SELECTED PASSAGE:
[Start]

This flies in the face of so much we’re taught about work, leisure, and so on. We’re taught to expect death marches. We’re taught to expect rushes. We’re taught to idolize being overworked. This Agile Principle outright states ‘bollocks to that’ and says ‘no.’ Or if we want to put it positively, says ‘yes’ to sustainability.

But I’ve seen so many death marches and overtime pushes I like the “no” part.  But let’s get away from negative/positive, let’s talk about why this matters to creatives.

  1. Creatives are often in areas and industries that promote death marches and rushes.
  2. Even if we’re not in #1 we often do it to ourselves.
  3. The unpredictability of creative work may lead us to pace ourselves erratically anyway – and accept it as normal.
  4. Because of these issues we don’t try to find a way to work better.
  5. All this stress outright kills creativity – and the goodwill that’s needed for it.  It’s a testimony to many creatives that they’ve sustained in the face of so many things.

Because it is so important this means . . .

We Need to Consciously Work On Sustainability

You don’t just say “hey, let’s be sustainable” and it happens.  It’s something you work on – this principle reminds us to commit to it, to make sure we find a pace we can all work at, together.

This principle, despite the fact it’s a call to work appropriately, is also a call to work on sustainability.  You need to take the time and effort to make work sustainable.  You need to educate yourself on principles and processes to make things sustainable.  Hopefully this is the collective “you” – all the sponsors, users, and developers in your creative work.

But it might be the lone “you.”  Sorry, you might be the lone voice of sustainability and have to advocate.  Maybe these columns can help, but let me emphasize that if you’re using Agile, keep reading up on it and researching it.  There’s plenty of knowledge out there.

Note that this Principle means everyone in the project.  It could just be you and one client, it could be a giant team and users/audience.  So let’s talk about how the three different groups – sponsors, developers, users – can promote sustainability on a creative project.

Sponsors And Sustainability

Sponsors are the people asking for the work. It would seem their role is obvious – don’t overload people!  Of course it’s not that obvious.  Each of the three groups have different interactions on creative projects.  So how can Sponsors work with the other groups?

Developers:

  • Sponsors need to understand what pace Developers can work at and support it – perhaps even push back on those pressuring them.
  • Sponsors need to work with Developers and be available so they can both assist developers, but also stay aware of their pace and sustainability.
  • Sponsors need to listen to Developers; the developers know what they’re doing. In creative work, this is exceptionally important because of the little intricacies and intimacies.

[End]

EXCERPTED RECORDS:
[Start]

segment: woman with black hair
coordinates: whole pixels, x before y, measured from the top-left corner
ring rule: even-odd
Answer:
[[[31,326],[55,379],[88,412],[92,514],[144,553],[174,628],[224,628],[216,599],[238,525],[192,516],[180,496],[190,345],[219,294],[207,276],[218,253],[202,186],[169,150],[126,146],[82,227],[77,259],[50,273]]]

[End]

PROBLEMS TO WORK ON:
(a) In the passage on Agile and sustainability, who are sponsors said to be?
(b) Carry on the passage on Agile and sustainability from its final sentence.

EXERCISE RESPONSES:
(a) The people asking for the work.

(b)
Users:

  • Sponsors need to understand User expectations – not just what is wanted, but what can be handled. it might sound great to shovel out a ton of stuff (such as game patches), but this may limit feedback and communication. Users can only handle so much.
  • Sponsors should listen to Users and get feedback, finding ways to encourage sustainable development.  This may also mean understanding User perspectives – and what they want and you want may differ.
  • Sometimes the Sponsor is the User – and you’ll need to figure out how you feel in both roles.

In promoting sustainable development, a good Sponsor is realistic, listens, facilitates – and doesn’t overload Developers. I won’t lie – sometimes you become a firewall or a funnel. Be a good one.

Now a few warnings. Where does this usually go wrong in creative works?

  • Sponsors often come to Developers far too late in creative processes – I’ve seen it a number of times. Sponsors should engage Developers in creative works as early as possible and learn their pace.
  • Sponsors overload Developers. This often fails, leads to bad blood, and the “there’s more where that came from” attitude I see a bit too often in creative fields makes enemies.
  • Sponsors don’t pay attention to Users or assume on what they want. They often get it wrong.
  • Sponsors assume they know how the creative process works. Often they’re wrong because even if they are a creative, each creative is different.

With sponsors covered, let’s get to Developers – which, my guess, covers a lot of my readers.

Developers And Sustainability

Developers make the creative work. Also an obvious role, but a Developer’s role is really kind of strange – they’re an expert in making something who often deal with people who aren’t. Thus you’re trying to give people what they want when they don’t know how you do it. Though they probably think they do and it drives you crazy.

Worse, you’re sort of in the middle of the Users and the Sponsors. You spend a lot of time making something for the actual target audience, you do research, so sometimes you end up as a bridge. When the User and Sponsor is the same (say, if you’re doing an art piece for someone directly), they can still seem like two different people and you have to bridge the gaps in someone’s own head.

(Ever have someone argue with themselves about a creative work? Probably.)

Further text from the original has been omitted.